(Beginning of Listed records)

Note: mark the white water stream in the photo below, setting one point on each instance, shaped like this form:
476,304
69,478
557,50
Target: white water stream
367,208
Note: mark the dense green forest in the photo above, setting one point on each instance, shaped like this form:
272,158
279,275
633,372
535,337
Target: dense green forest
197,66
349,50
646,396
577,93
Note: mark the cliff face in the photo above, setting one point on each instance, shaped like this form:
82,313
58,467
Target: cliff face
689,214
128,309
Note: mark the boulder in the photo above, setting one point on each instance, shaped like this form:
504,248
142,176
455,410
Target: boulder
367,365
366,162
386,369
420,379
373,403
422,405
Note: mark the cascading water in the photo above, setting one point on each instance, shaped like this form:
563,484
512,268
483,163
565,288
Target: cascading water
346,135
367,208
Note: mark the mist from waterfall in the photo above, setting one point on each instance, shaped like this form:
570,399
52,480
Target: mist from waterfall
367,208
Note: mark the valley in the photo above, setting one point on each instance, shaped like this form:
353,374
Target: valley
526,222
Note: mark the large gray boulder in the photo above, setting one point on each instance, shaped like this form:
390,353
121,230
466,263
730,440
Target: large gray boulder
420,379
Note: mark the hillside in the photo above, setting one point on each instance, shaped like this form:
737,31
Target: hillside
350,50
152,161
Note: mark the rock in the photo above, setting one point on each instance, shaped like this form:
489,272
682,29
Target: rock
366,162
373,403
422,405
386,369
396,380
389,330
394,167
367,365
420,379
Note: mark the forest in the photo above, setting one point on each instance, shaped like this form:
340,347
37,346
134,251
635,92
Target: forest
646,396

(End of Listed records)
(Beginning of Listed records)

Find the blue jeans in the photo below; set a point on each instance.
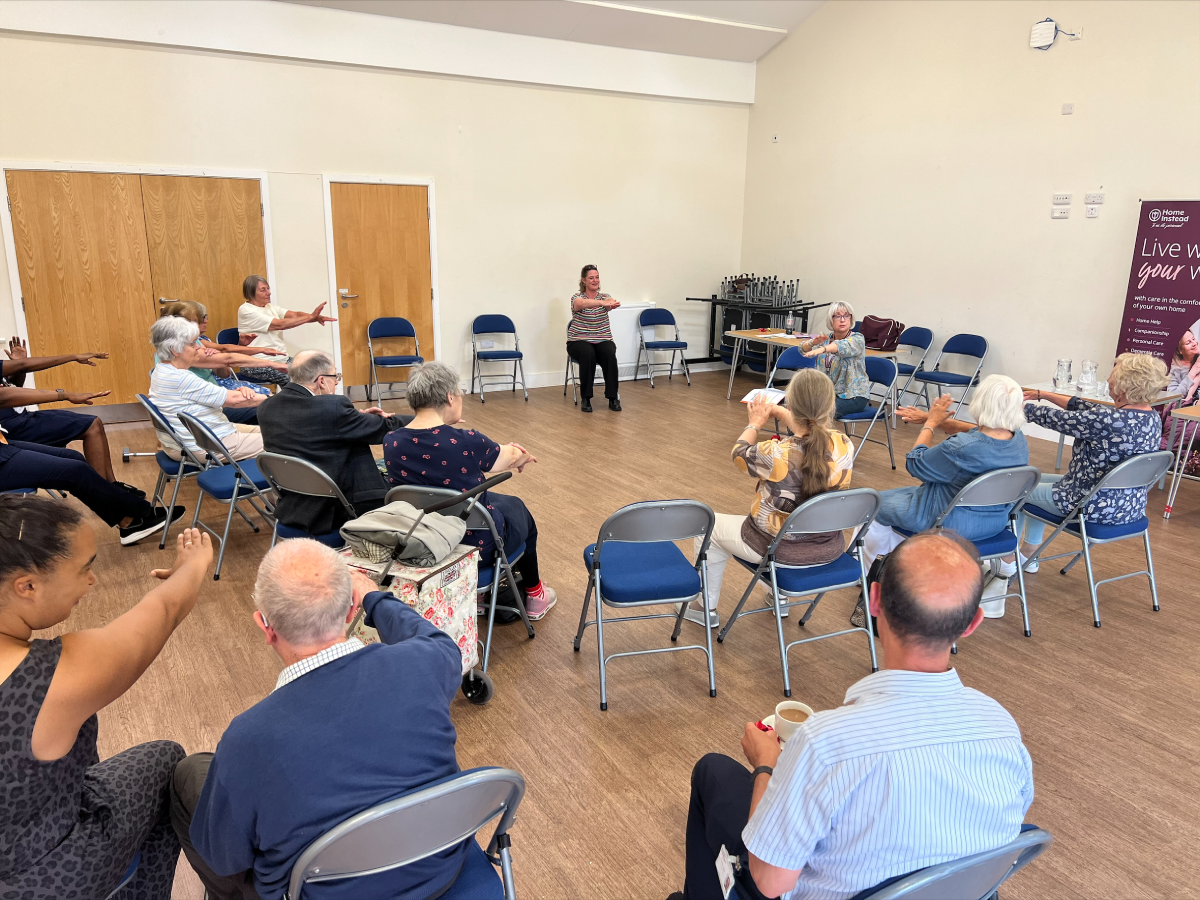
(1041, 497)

(End of Listed records)
(Beginning of Listed records)

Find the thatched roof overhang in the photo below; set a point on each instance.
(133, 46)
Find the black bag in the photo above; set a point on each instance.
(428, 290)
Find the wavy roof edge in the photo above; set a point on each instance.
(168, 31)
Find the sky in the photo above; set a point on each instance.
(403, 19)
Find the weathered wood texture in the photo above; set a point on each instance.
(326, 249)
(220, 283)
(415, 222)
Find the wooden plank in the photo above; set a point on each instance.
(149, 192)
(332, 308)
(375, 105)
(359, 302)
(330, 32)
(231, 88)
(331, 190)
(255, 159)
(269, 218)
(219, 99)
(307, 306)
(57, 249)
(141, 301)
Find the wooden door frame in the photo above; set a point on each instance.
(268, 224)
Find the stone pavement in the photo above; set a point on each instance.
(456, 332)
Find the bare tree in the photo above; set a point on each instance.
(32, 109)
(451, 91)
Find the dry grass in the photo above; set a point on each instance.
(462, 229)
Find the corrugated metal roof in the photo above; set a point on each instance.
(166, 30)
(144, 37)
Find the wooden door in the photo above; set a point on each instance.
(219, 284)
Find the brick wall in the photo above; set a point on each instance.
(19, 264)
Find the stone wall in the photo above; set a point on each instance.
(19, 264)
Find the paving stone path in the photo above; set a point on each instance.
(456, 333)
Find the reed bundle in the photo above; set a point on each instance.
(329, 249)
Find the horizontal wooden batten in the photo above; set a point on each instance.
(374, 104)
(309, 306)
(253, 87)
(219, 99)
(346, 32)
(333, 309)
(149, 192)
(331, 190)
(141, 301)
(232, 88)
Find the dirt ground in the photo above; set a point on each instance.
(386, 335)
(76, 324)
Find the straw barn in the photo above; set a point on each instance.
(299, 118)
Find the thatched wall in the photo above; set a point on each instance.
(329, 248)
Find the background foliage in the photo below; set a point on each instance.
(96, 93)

(End of Listed records)

■ What the exercise asks
From the data above, count the lines where "shaped" occurs and give that figure and nothing else.

■ Expected answer
11